▶ _TO DO_: Write out only the lines running from the one that contains "Identify each instance of the work" to the end of the material, both ends included.
****
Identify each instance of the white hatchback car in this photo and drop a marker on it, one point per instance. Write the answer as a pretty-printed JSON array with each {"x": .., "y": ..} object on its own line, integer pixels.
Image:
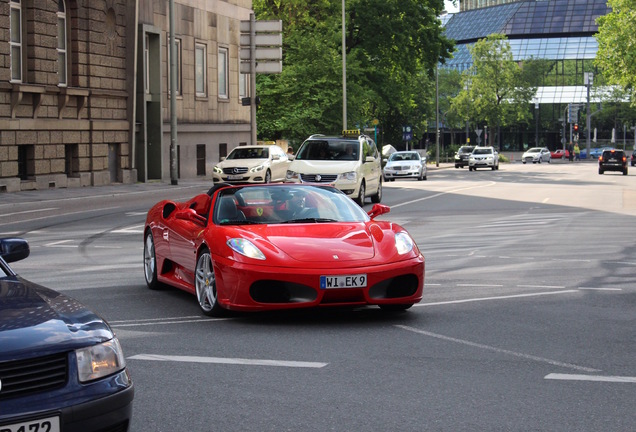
[
  {"x": 351, "y": 162},
  {"x": 252, "y": 164},
  {"x": 405, "y": 164},
  {"x": 537, "y": 155},
  {"x": 483, "y": 157}
]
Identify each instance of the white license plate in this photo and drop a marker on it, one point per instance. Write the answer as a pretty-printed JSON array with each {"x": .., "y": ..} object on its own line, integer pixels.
[
  {"x": 348, "y": 281},
  {"x": 50, "y": 424}
]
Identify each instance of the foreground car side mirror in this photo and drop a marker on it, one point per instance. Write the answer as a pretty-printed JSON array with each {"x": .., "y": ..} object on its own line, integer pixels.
[
  {"x": 378, "y": 209},
  {"x": 14, "y": 249},
  {"x": 191, "y": 215}
]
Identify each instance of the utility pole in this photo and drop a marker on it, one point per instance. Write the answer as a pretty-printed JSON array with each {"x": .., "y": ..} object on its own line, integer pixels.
[
  {"x": 589, "y": 79},
  {"x": 173, "y": 100}
]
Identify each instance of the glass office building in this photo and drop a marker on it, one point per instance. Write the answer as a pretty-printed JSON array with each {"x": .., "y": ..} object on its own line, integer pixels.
[{"x": 560, "y": 31}]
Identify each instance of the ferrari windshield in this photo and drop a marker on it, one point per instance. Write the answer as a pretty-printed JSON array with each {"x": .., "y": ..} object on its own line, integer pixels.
[
  {"x": 285, "y": 203},
  {"x": 249, "y": 153}
]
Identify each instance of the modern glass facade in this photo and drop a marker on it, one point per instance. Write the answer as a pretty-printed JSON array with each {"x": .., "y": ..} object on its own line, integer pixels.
[{"x": 561, "y": 32}]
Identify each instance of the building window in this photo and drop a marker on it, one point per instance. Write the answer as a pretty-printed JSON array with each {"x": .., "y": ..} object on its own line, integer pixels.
[
  {"x": 147, "y": 64},
  {"x": 16, "y": 40},
  {"x": 200, "y": 69},
  {"x": 223, "y": 73},
  {"x": 26, "y": 161},
  {"x": 61, "y": 43},
  {"x": 177, "y": 43},
  {"x": 242, "y": 82},
  {"x": 200, "y": 159}
]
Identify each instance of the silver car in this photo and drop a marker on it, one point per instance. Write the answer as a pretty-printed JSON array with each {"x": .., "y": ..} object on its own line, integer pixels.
[
  {"x": 537, "y": 155},
  {"x": 405, "y": 164}
]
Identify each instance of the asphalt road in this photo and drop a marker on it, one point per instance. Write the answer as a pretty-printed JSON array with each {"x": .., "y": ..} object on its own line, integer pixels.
[{"x": 527, "y": 322}]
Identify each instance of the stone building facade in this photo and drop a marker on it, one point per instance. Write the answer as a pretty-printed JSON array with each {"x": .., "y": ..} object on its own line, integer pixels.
[
  {"x": 210, "y": 117},
  {"x": 84, "y": 90},
  {"x": 63, "y": 94}
]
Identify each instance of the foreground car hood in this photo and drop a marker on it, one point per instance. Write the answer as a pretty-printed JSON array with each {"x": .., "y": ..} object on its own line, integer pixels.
[
  {"x": 34, "y": 318},
  {"x": 322, "y": 242}
]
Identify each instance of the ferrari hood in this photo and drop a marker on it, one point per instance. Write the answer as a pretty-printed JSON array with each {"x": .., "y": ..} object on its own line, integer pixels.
[
  {"x": 323, "y": 242},
  {"x": 37, "y": 318}
]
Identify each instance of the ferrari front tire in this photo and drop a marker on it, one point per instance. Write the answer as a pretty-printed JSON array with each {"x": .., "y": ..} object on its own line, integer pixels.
[
  {"x": 205, "y": 285},
  {"x": 150, "y": 262}
]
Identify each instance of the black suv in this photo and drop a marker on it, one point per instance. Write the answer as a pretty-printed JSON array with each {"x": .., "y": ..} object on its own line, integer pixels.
[
  {"x": 612, "y": 160},
  {"x": 462, "y": 155}
]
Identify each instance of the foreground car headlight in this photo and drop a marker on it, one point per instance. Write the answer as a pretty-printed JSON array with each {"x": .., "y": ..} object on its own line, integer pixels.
[
  {"x": 403, "y": 243},
  {"x": 101, "y": 360},
  {"x": 349, "y": 176},
  {"x": 246, "y": 248}
]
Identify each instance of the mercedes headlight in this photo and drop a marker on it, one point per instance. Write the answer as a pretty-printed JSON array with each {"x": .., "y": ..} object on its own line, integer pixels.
[
  {"x": 349, "y": 176},
  {"x": 100, "y": 360}
]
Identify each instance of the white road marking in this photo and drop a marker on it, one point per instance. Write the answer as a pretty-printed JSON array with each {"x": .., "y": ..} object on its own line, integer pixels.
[
  {"x": 28, "y": 211},
  {"x": 233, "y": 361},
  {"x": 597, "y": 378},
  {"x": 495, "y": 298},
  {"x": 499, "y": 350}
]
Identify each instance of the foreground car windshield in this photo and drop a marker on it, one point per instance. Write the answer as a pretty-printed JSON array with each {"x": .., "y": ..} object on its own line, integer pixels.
[
  {"x": 278, "y": 204},
  {"x": 249, "y": 153},
  {"x": 482, "y": 151}
]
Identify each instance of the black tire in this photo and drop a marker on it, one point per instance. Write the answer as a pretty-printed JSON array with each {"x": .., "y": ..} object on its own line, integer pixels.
[
  {"x": 361, "y": 195},
  {"x": 377, "y": 197},
  {"x": 150, "y": 262},
  {"x": 205, "y": 285}
]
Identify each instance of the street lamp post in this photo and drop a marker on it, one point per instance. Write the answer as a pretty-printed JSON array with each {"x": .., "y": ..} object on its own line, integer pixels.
[{"x": 536, "y": 132}]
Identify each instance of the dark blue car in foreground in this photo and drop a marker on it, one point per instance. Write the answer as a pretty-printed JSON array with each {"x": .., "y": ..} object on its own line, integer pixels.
[{"x": 61, "y": 366}]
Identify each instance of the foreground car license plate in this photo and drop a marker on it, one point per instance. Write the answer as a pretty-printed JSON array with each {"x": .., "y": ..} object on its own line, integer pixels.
[
  {"x": 349, "y": 281},
  {"x": 50, "y": 424}
]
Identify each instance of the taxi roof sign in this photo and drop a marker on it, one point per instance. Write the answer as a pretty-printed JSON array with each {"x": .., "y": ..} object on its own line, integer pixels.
[{"x": 351, "y": 132}]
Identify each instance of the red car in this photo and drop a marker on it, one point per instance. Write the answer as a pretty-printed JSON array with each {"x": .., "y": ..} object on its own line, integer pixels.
[
  {"x": 280, "y": 246},
  {"x": 560, "y": 154}
]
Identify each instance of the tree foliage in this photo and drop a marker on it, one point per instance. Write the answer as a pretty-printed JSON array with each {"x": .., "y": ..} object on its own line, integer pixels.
[
  {"x": 616, "y": 38},
  {"x": 494, "y": 90},
  {"x": 392, "y": 47}
]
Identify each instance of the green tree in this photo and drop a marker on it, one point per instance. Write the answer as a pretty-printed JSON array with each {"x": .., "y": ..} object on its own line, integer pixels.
[
  {"x": 616, "y": 55},
  {"x": 392, "y": 48},
  {"x": 494, "y": 90}
]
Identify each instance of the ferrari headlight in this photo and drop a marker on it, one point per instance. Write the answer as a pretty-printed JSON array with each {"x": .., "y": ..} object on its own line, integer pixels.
[
  {"x": 403, "y": 243},
  {"x": 349, "y": 176},
  {"x": 101, "y": 360},
  {"x": 246, "y": 248}
]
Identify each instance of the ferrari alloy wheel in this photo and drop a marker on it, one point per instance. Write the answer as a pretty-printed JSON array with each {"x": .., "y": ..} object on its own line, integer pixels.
[
  {"x": 205, "y": 285},
  {"x": 150, "y": 262}
]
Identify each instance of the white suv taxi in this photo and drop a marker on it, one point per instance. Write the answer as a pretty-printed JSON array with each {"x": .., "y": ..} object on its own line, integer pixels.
[
  {"x": 483, "y": 157},
  {"x": 252, "y": 164},
  {"x": 351, "y": 162}
]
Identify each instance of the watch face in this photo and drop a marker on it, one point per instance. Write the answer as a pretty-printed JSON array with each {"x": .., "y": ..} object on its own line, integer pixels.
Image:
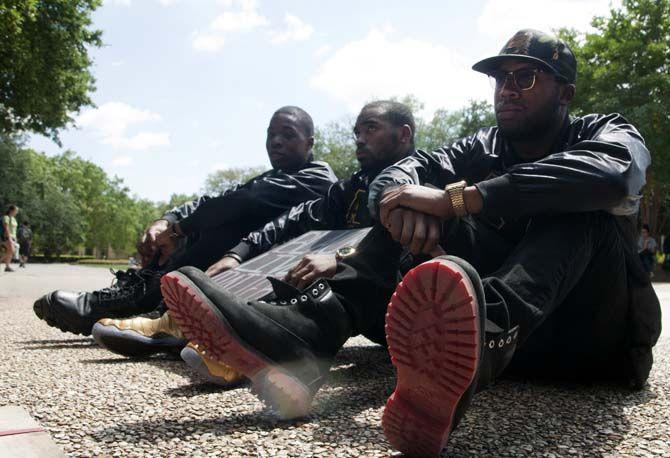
[{"x": 345, "y": 251}]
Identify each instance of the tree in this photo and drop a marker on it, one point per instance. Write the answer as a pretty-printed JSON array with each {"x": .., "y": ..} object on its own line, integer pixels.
[
  {"x": 448, "y": 126},
  {"x": 221, "y": 180},
  {"x": 624, "y": 67},
  {"x": 44, "y": 63},
  {"x": 334, "y": 144}
]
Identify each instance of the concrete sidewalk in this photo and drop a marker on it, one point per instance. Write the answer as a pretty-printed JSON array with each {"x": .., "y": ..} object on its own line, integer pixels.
[{"x": 95, "y": 403}]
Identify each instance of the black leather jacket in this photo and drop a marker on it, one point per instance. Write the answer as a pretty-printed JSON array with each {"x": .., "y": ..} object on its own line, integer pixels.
[
  {"x": 344, "y": 207},
  {"x": 255, "y": 202},
  {"x": 598, "y": 163}
]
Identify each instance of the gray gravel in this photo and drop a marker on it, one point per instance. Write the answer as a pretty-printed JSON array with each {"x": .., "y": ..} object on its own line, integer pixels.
[{"x": 95, "y": 403}]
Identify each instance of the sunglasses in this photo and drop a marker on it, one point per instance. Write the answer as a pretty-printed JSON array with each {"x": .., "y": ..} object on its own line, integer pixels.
[{"x": 523, "y": 79}]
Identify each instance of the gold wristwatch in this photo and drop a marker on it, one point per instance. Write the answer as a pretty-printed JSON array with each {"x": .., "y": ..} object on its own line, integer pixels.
[
  {"x": 455, "y": 193},
  {"x": 344, "y": 252}
]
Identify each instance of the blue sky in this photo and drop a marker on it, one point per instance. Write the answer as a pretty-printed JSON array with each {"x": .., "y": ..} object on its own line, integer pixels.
[{"x": 185, "y": 87}]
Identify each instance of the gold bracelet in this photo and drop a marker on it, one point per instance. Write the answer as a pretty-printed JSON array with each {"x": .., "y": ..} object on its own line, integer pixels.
[{"x": 455, "y": 193}]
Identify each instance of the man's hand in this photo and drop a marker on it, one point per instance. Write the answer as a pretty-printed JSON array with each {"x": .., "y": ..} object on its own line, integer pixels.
[
  {"x": 420, "y": 198},
  {"x": 147, "y": 245},
  {"x": 225, "y": 263},
  {"x": 311, "y": 267},
  {"x": 419, "y": 232},
  {"x": 165, "y": 246}
]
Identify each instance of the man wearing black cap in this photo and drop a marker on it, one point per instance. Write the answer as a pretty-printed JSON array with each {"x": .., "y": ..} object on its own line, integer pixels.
[{"x": 537, "y": 215}]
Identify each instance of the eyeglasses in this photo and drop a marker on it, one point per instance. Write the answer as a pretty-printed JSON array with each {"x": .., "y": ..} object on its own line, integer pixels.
[{"x": 523, "y": 79}]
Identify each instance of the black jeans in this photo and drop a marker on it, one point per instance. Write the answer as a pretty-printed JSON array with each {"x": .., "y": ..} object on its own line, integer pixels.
[
  {"x": 567, "y": 282},
  {"x": 203, "y": 249}
]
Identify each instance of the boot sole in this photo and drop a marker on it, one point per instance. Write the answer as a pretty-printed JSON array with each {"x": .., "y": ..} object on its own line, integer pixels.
[
  {"x": 46, "y": 311},
  {"x": 131, "y": 343},
  {"x": 433, "y": 333},
  {"x": 202, "y": 323},
  {"x": 193, "y": 359}
]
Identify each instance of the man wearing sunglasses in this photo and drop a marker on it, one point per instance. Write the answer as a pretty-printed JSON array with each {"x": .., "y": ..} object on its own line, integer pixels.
[{"x": 537, "y": 215}]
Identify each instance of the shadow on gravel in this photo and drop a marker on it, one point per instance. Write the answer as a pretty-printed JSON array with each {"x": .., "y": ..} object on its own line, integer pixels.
[
  {"x": 513, "y": 418},
  {"x": 54, "y": 341},
  {"x": 201, "y": 387},
  {"x": 58, "y": 344},
  {"x": 520, "y": 418}
]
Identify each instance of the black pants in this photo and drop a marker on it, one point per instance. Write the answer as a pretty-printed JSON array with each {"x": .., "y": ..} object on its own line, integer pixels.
[
  {"x": 203, "y": 249},
  {"x": 567, "y": 282}
]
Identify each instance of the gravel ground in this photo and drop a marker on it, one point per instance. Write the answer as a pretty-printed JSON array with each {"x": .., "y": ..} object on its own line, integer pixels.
[{"x": 95, "y": 403}]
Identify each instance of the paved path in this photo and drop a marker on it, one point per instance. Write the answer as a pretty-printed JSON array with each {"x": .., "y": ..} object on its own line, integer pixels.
[{"x": 96, "y": 403}]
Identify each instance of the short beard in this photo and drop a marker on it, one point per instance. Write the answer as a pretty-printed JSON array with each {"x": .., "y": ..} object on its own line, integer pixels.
[{"x": 535, "y": 127}]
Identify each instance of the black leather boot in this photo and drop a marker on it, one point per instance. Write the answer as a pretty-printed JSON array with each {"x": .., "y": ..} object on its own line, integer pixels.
[
  {"x": 436, "y": 333},
  {"x": 134, "y": 292},
  {"x": 285, "y": 346}
]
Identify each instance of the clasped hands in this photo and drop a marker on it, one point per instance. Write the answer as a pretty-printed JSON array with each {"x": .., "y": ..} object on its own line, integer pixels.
[{"x": 413, "y": 216}]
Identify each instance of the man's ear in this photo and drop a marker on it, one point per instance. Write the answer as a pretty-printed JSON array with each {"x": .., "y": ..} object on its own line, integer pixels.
[
  {"x": 405, "y": 134},
  {"x": 568, "y": 92}
]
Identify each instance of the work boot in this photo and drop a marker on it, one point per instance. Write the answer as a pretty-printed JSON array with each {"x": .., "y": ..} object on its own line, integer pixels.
[
  {"x": 132, "y": 293},
  {"x": 210, "y": 369},
  {"x": 436, "y": 332},
  {"x": 285, "y": 346},
  {"x": 141, "y": 335}
]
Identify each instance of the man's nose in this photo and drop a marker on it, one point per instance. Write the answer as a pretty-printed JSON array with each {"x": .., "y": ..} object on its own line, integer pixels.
[
  {"x": 276, "y": 140},
  {"x": 509, "y": 89}
]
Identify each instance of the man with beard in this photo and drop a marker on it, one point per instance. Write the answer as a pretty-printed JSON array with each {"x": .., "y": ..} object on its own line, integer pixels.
[
  {"x": 538, "y": 217},
  {"x": 384, "y": 133},
  {"x": 198, "y": 233}
]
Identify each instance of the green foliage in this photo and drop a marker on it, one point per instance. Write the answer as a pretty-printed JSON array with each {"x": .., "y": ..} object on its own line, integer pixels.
[
  {"x": 334, "y": 143},
  {"x": 221, "y": 180},
  {"x": 44, "y": 63},
  {"x": 70, "y": 202},
  {"x": 447, "y": 126},
  {"x": 624, "y": 67}
]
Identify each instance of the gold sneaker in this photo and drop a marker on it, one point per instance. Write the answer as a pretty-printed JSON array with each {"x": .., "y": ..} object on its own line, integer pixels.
[
  {"x": 140, "y": 336},
  {"x": 213, "y": 371}
]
****
▶ _SOLUTION_:
Identify each instance of the work boot in this photo and drop a marker on it, one point per instance. Write the answer as a pretty-printed JSON array with each {"x": .., "y": ..} object on its own line, integer pixels.
[
  {"x": 132, "y": 293},
  {"x": 210, "y": 369},
  {"x": 436, "y": 332},
  {"x": 285, "y": 346},
  {"x": 141, "y": 335}
]
Identify each instance of the man's nose in this photo and drop a marker on it, one point per instance. Write the answer as a pretty-printed JSON array with each {"x": .., "y": ..} object on its own line, integer pixels.
[
  {"x": 276, "y": 140},
  {"x": 509, "y": 89}
]
Identify each instance of the man with beard in this photo and drop a marker on it, one point per instance. Write the answer as a pretty-printed JSON array with each {"x": .., "y": ..} object on its own line, integer pixels.
[
  {"x": 538, "y": 217},
  {"x": 384, "y": 133},
  {"x": 198, "y": 233}
]
Identify each instance of the green foliage in this photo and drop a marker on it, one point per instance. Write the answer as a pretty-printed JSON array with each {"x": .., "y": ..} object on its own line, integer pixels.
[
  {"x": 334, "y": 143},
  {"x": 221, "y": 180},
  {"x": 44, "y": 63},
  {"x": 70, "y": 202},
  {"x": 447, "y": 126},
  {"x": 624, "y": 67}
]
Identify each instance of the gold sneaker in this photo and drop a marker on it, one point per instance. Write the answer as a pretty-printed JSON array with each {"x": .., "y": ..} object on its own line, integer pixels.
[
  {"x": 140, "y": 336},
  {"x": 213, "y": 371}
]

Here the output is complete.